▶ _WHAT IS ASKED_:
1. Answer these questions about the Bernie Leighton biography below, one per line:
(a) Where did Leighton die?
(b) During which years did he play with Benny Goodman before his Army service?
(c) Whom did he tour with in 1972–73?
2. Can you continue the Bernie Leighton biography below from the point where it stops?

--- start EXCERPT TO READ ---

- Born: 30 January 1921 West Haven, Connecticut, U.S.
- Died: 16 September 1994 Coconut Creek, Florida, U.S.
- Occupation: Jazz pianist

= Bernie Leighton =

American jazz musician

Bernie Leighton (January 30, 1921 - September 16, 1994) was an American jazz pianist.

Leighton was born in West Haven, Connecticut. He first played professionally at the end of the 1930s. He played with Bud Freeman, Leo Reisman, Raymond Scott (1940) and Benny Goodman (1940–41) before serving in the Army. Following his discharge, he worked as a studio sideman, with Dave Tough (1946), Billie Holiday (1949), Neal Hefti (1951), Goodman again, Artie Shaw (1953), John Serry, Sr. (1956), James Moody (1963) and Bob Wilber (1969). He did a tour with Tony Bennett in 1972–73.

--- end EXCERPT TO READ ---
--- start MATERIAL SHOWN ---

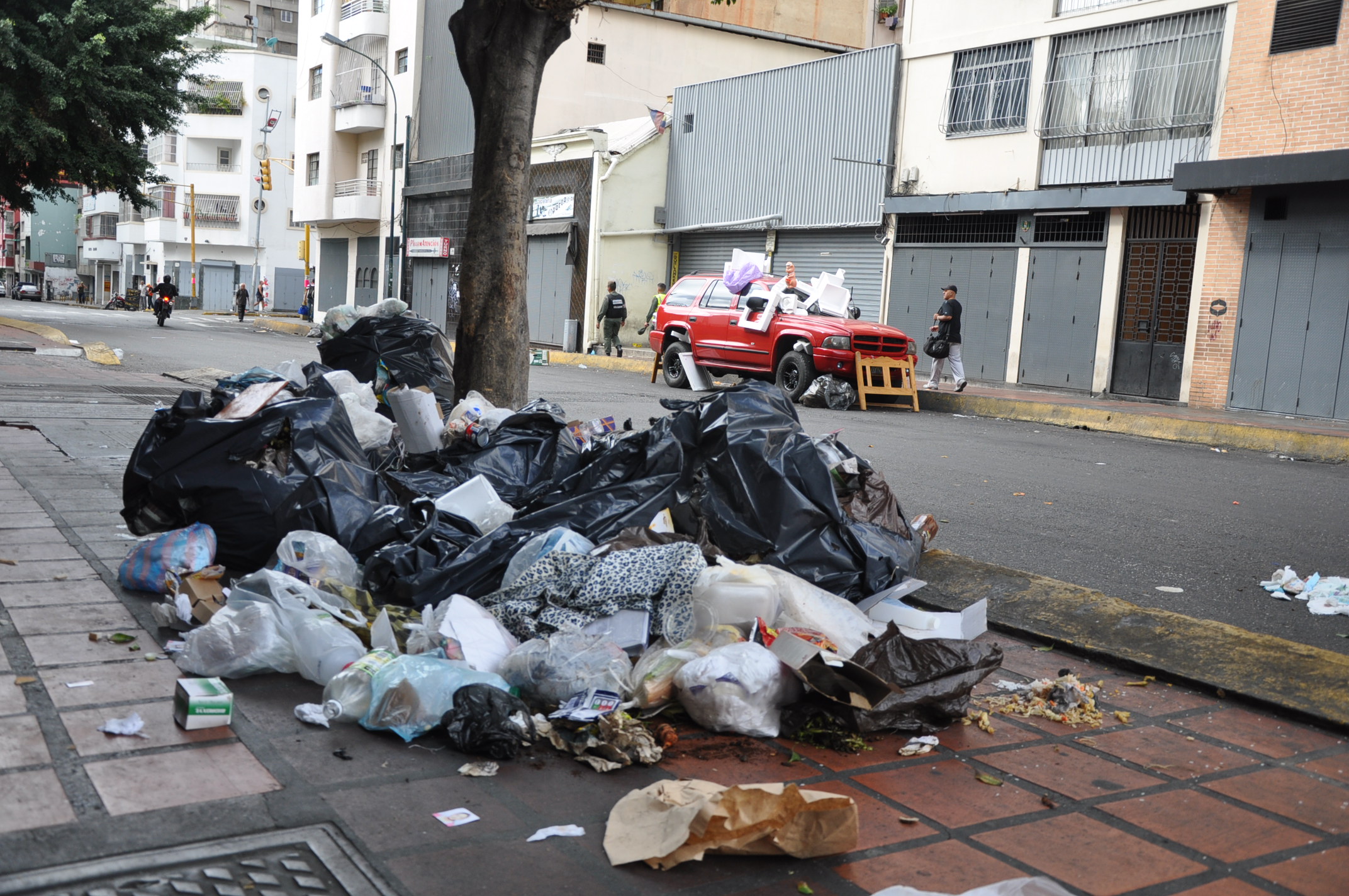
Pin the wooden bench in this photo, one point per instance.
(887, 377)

--- end MATERIAL SHOWN ---
--- start MATERIAL SHOWN ---

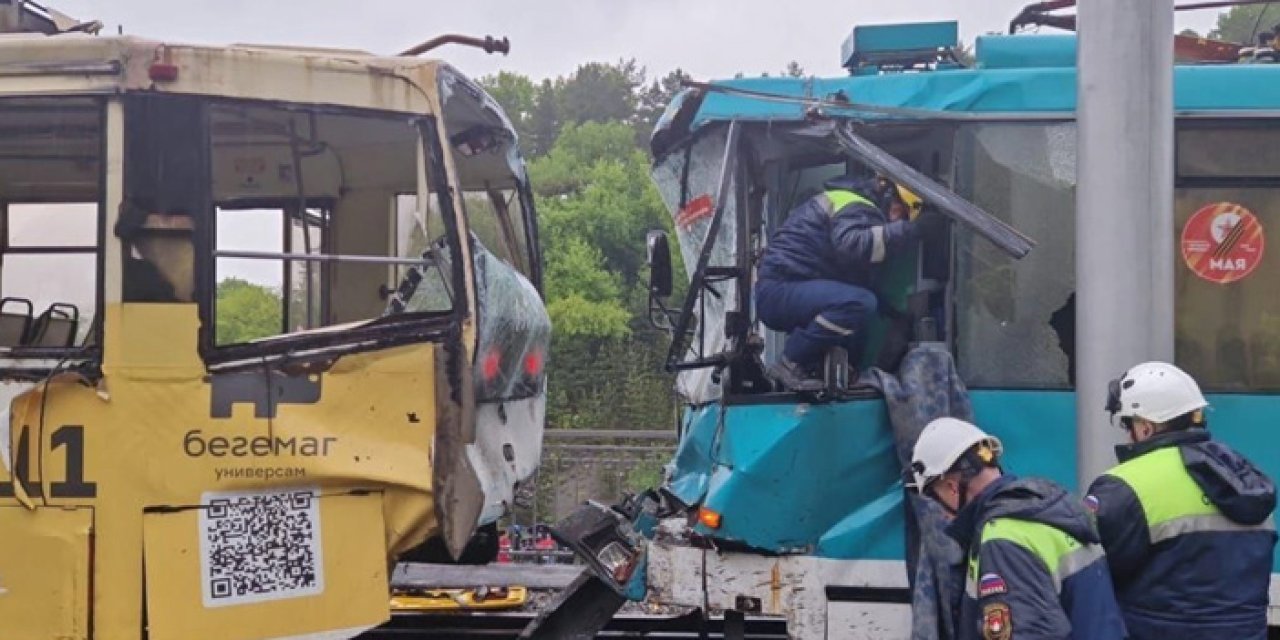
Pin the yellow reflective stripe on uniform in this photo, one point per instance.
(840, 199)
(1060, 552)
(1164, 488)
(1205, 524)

--- end MATERIAL SHOWN ---

▶ _ANSWER SET_:
1.
(a) Coconut Creek, Florida
(b) 1940–41
(c) Tony Bennett

2.
While Leighton was best known as a sideman, he also recorded extensively as a leader; he recorded for Keynote Records in 1946, Mercury Records in 1950, an LP on Columbia Records in 1950, Brunswick in 1951, LPs for Disneyland and Capitol in 1957, and a tribute to Duke Ellington released in 1974.

His instrumental cover of Connie Francis' "Don't Break the Heart That Loves You" on the Colpix label in 1962 reached #101 on Billboard's listing.

Leighton has a cameo role in the film Hannah and Her Sisters (1986). He died in Coconut Creek, Florida.

==Discography==

Bernie Leighton Quintet and Quartet and With Joe Thomas (trumpeter) (Keynote 1946)

With George Barnes (musician)
- Guitars Galore (Mercury, 1961)
With James Moody
- Great Day (Argo, 1963)
With Gerry Mulligan
- Holliday with Mulligan (DRG, 1961 [1980]) with Judy Holliday
With Mark Murphy
- That's How I Love the Blues! (Riverside, 1962)
With Charlie Parker
- Big Band (Clef, 1954)
With John Serry Sr.
- Squeeze Play (album) (Dot Records, 1956) with Al Caiola
With Jack Teagarden
- Think Well of Me (Verve, 1962)
- With Cal Tjader
- Warm Wave (Verve, 1964)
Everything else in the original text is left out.